[EXERCISE BRIEF]
Using the article about Puget Sound divers, answer these:
(a) Before demand dried up, what did the divers search Puget Sound for?
(b) Who is the captain of the boat from which Woodside dives?
(c) According to the Northwest Marine Conservation Initiative, how much does the article say the lost nets kill every year?

-------- ARTICLE

By Patrick Oppmann, CNN
SEATTLE, WA — When commercial diver Kenny Woodside takes to the depths, he enters a world of murky low light and dangerous currents.
Until recently Woodside and about 100 hundred other divers searched Puget Sound for sea cucumbers and urchins to sell to buyers in Asia, where the items are considered delicacies.
But demand for the fishermen’s catch dried up with the worldwide economic crisis and left many of these divers without a reason to go out on the water.
“The fishing industry has slowed from a full-time job to just a couple months a year,” said Doug Monk, the captain of the boat from which Woodside dives. “The red sea urchin market is almost non-existent.”
But thanks to a small piece of the federal stimulus recovery plan, Monk, Woodside and about 40 other fishermen will get back to work hauling in a very different catch: lost fishing nets.
While many stimulus projects have come under fire as pork barrel spending, backers of the nets program say it is a model for helping those battered by the economic downturn while completing needed public works.
Thousands of the large nets stretch across the floor of Puget Sound, where they create an environmental hazard. Some of the nets were lost by fishermen to the rocky coastline decades ago but continue to catch and kill.
According to the Northwest Marine Conservation Initiative, the nets are responsible for killing tens of thousands of marine life, mammals and birds every year.

----------------
-------- DATA EXTRACT

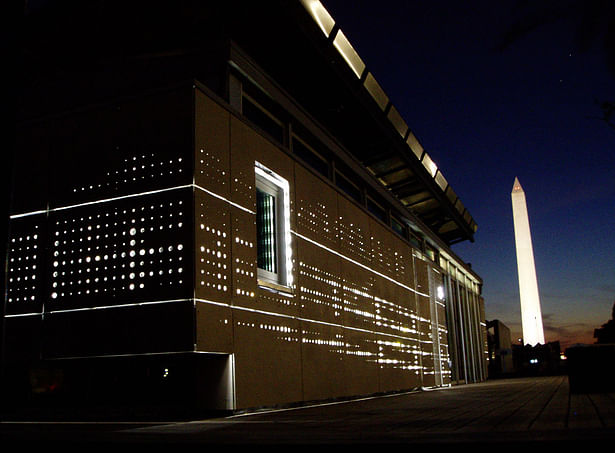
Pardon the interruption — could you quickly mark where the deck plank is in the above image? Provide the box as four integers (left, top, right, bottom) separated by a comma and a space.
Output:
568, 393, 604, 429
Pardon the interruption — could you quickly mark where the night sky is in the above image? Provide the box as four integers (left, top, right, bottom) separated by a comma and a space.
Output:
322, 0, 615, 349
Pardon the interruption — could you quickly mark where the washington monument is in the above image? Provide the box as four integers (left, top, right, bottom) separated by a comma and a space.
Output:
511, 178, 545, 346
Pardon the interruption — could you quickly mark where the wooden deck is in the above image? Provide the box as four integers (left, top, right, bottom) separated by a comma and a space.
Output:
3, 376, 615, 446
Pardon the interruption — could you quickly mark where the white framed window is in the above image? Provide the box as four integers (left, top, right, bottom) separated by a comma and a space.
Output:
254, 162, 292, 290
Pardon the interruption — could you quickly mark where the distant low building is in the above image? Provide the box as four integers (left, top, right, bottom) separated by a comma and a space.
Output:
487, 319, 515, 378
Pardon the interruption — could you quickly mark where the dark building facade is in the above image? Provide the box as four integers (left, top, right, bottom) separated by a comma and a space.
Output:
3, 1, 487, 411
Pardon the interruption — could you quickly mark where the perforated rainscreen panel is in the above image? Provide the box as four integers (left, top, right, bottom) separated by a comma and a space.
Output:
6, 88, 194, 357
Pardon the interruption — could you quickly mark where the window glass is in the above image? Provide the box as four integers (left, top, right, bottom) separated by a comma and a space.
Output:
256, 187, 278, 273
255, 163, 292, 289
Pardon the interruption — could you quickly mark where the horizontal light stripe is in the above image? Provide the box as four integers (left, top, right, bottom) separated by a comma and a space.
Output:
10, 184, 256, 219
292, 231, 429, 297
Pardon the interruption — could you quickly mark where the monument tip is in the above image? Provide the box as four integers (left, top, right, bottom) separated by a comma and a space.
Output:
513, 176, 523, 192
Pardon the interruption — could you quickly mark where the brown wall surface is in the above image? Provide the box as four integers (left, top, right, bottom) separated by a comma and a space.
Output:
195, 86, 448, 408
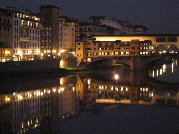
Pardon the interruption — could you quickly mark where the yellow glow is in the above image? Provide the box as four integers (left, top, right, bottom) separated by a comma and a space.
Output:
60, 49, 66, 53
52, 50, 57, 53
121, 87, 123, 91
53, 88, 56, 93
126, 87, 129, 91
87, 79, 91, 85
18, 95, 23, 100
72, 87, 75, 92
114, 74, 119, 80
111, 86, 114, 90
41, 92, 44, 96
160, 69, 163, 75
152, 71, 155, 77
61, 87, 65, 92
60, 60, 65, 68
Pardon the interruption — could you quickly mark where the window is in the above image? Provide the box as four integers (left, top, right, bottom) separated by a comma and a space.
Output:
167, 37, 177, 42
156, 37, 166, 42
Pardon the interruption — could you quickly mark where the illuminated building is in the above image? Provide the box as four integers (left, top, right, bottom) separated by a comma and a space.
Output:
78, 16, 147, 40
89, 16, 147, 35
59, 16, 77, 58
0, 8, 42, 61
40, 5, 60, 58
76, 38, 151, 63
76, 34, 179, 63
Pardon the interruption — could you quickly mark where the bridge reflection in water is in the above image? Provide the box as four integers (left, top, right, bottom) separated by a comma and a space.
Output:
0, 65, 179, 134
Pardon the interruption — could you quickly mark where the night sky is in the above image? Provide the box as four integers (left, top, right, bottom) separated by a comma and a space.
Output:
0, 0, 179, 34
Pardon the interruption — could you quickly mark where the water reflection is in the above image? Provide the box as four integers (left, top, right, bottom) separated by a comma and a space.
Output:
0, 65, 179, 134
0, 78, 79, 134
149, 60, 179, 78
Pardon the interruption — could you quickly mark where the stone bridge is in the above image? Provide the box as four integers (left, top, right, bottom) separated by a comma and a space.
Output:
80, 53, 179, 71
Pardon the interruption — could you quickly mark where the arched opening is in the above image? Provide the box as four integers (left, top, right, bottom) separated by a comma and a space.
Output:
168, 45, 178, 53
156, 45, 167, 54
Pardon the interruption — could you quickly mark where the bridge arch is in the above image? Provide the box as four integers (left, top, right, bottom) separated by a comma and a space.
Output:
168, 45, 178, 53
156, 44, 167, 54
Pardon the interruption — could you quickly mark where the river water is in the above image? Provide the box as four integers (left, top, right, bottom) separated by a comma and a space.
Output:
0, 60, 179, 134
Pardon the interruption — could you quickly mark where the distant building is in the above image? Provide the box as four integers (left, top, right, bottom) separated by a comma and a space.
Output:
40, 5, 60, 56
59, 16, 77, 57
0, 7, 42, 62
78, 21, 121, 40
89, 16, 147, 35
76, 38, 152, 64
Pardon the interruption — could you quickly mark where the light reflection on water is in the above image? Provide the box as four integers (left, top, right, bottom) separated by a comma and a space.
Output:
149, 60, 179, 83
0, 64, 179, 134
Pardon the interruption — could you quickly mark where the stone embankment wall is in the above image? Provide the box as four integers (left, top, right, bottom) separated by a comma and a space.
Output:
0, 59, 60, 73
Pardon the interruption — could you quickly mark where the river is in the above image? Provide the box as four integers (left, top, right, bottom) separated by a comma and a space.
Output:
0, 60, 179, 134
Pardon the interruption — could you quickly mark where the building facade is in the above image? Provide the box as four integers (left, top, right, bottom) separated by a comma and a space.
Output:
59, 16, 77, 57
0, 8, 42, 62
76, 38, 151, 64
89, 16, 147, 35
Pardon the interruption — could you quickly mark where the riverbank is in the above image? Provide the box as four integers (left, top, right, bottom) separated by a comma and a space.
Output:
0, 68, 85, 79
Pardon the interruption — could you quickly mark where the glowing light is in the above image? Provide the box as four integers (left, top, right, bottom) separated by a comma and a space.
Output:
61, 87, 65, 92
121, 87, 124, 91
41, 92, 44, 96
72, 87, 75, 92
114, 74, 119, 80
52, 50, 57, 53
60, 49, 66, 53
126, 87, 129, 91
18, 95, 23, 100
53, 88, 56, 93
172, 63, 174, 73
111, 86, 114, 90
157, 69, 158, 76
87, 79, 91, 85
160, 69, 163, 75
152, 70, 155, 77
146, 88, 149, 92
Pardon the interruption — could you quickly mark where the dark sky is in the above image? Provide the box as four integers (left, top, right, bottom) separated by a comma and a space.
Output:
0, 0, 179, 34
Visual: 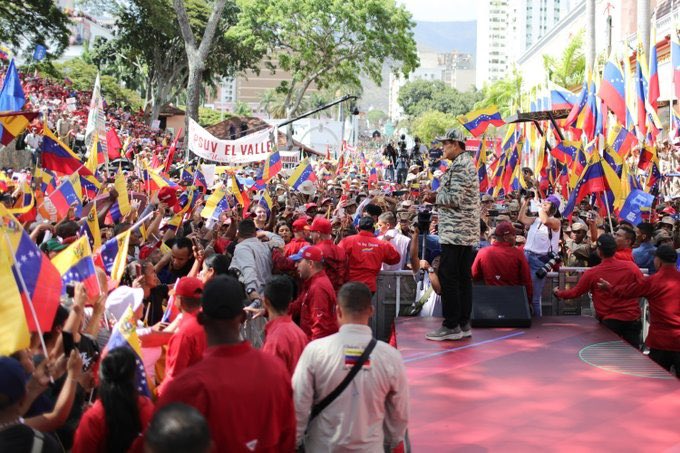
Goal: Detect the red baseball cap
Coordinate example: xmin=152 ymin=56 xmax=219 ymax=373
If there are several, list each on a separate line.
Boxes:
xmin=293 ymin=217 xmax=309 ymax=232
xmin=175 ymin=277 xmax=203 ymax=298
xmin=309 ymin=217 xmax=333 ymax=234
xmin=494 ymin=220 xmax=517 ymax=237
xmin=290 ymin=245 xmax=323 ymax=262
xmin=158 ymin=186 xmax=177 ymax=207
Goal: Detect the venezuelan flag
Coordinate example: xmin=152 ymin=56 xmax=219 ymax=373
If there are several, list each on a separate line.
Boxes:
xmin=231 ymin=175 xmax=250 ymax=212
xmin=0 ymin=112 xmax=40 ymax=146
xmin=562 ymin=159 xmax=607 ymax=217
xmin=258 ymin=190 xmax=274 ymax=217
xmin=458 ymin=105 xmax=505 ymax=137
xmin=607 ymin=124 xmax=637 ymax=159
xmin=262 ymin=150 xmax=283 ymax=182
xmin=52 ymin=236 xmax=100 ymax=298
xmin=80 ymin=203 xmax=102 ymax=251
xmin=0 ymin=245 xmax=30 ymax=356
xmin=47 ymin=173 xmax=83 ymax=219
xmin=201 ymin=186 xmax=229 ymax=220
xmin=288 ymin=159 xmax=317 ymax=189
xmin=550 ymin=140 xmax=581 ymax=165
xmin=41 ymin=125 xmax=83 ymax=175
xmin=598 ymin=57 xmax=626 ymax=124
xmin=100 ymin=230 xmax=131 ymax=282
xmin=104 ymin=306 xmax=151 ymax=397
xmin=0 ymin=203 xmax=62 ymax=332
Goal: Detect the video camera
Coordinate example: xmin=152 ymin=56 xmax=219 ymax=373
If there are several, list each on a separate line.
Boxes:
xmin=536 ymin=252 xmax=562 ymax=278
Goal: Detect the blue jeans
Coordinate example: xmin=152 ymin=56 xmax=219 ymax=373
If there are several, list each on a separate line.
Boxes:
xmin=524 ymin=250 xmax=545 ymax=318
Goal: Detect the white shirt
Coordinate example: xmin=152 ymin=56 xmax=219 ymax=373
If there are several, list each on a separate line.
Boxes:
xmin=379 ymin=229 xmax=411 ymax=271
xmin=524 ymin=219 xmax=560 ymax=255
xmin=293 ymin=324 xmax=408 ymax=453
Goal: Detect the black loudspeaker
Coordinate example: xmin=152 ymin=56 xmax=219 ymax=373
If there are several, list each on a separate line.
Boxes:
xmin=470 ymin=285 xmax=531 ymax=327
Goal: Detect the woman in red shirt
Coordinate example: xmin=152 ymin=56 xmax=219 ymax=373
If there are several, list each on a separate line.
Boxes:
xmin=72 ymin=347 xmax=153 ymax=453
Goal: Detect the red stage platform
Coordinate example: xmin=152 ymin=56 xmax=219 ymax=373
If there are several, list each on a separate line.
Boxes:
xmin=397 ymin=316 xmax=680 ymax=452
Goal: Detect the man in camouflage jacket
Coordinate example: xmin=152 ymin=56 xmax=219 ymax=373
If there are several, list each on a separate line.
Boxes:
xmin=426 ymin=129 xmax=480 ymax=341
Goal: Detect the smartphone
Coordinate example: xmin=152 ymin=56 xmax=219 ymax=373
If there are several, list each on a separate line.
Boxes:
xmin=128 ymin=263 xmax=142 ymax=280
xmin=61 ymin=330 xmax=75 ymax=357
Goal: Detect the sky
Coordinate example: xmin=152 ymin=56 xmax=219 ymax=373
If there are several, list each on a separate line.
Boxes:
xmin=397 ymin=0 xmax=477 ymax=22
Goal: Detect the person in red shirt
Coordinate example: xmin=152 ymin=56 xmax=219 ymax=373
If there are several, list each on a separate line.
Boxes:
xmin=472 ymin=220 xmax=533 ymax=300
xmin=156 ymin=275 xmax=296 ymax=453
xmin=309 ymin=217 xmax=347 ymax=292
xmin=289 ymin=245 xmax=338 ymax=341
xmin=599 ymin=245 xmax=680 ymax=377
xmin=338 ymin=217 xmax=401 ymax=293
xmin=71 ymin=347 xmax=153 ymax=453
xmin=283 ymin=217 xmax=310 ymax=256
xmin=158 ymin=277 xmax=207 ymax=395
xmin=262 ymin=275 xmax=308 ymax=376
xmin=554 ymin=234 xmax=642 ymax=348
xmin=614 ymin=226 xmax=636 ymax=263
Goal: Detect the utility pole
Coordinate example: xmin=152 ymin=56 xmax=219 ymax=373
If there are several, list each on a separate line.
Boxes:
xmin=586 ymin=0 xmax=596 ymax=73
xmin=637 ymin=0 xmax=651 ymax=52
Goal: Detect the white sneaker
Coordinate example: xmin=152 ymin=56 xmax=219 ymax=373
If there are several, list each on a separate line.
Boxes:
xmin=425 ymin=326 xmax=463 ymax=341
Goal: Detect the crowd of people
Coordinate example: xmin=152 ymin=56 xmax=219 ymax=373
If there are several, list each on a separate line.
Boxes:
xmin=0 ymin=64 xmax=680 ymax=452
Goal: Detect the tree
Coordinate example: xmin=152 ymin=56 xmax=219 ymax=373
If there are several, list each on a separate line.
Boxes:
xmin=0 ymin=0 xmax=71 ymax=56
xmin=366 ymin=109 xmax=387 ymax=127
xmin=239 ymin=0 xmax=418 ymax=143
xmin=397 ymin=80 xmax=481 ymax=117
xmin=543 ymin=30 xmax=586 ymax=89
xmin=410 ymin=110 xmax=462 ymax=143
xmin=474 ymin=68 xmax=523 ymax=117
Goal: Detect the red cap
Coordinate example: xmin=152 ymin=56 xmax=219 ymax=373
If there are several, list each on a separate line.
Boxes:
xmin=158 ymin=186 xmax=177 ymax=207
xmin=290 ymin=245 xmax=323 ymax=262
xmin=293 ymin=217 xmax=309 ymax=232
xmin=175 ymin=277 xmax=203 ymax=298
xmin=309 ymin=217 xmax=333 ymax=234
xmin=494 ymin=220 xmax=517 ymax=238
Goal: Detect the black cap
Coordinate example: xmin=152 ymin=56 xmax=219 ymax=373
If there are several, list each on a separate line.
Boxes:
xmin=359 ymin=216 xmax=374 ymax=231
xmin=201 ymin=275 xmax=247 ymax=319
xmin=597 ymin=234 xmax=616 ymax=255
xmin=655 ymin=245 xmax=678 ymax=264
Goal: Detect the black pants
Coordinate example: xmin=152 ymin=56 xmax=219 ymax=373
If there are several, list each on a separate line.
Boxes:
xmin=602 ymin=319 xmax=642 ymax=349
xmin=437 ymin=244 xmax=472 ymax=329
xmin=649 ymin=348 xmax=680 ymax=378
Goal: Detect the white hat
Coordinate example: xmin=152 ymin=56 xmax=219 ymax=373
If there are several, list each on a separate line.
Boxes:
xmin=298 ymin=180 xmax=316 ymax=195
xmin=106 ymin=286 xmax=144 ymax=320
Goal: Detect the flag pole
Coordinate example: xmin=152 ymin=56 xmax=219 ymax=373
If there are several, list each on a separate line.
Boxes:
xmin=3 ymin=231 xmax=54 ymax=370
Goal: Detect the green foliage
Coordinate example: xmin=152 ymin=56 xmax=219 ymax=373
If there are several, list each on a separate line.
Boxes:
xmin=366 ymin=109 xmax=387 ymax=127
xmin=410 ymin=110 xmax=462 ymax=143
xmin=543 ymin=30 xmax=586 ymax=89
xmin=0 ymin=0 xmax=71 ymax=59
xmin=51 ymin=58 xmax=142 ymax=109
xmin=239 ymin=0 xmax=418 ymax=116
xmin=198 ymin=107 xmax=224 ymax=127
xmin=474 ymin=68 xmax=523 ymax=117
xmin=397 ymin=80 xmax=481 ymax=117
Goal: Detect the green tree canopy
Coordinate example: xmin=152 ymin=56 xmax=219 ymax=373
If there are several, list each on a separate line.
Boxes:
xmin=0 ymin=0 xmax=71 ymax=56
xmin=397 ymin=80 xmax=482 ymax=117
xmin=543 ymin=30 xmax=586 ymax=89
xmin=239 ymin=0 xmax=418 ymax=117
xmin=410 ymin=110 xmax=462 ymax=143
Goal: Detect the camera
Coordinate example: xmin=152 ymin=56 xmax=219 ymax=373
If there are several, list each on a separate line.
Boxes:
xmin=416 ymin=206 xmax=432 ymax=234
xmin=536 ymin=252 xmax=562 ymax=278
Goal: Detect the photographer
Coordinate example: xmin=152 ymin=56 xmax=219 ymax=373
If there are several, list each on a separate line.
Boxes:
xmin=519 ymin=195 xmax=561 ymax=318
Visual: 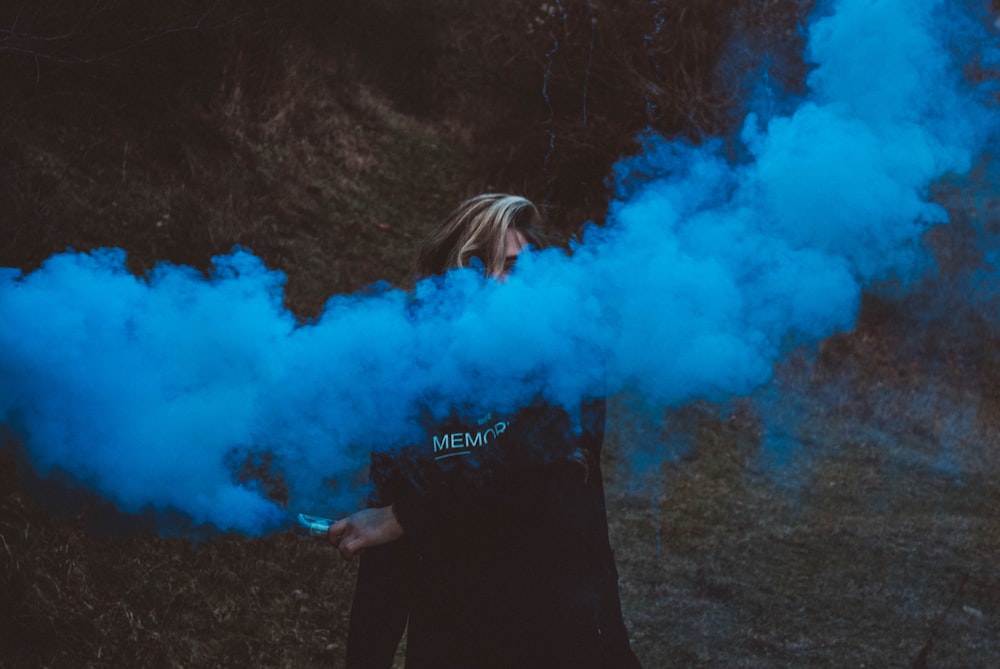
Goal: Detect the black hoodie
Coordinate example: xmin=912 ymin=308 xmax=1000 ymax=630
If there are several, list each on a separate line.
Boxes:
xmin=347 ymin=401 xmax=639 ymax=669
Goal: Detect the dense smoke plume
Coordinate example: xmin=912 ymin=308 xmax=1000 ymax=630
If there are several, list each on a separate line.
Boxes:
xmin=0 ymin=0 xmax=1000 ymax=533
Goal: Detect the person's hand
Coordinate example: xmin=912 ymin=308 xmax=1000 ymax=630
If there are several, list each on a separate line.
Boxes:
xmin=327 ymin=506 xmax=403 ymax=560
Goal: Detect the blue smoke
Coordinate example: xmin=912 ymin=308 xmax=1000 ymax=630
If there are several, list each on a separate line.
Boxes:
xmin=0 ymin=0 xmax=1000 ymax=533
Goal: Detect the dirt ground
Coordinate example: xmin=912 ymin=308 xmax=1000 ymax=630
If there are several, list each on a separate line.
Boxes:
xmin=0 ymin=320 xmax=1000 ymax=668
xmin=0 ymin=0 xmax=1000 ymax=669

----------------

[RESULT OF THE EXERCISE]
(a) Sea cucumbers and urchins.
(b) Doug Monk.
(c) Tens of thousands of marine life, mammals and birds.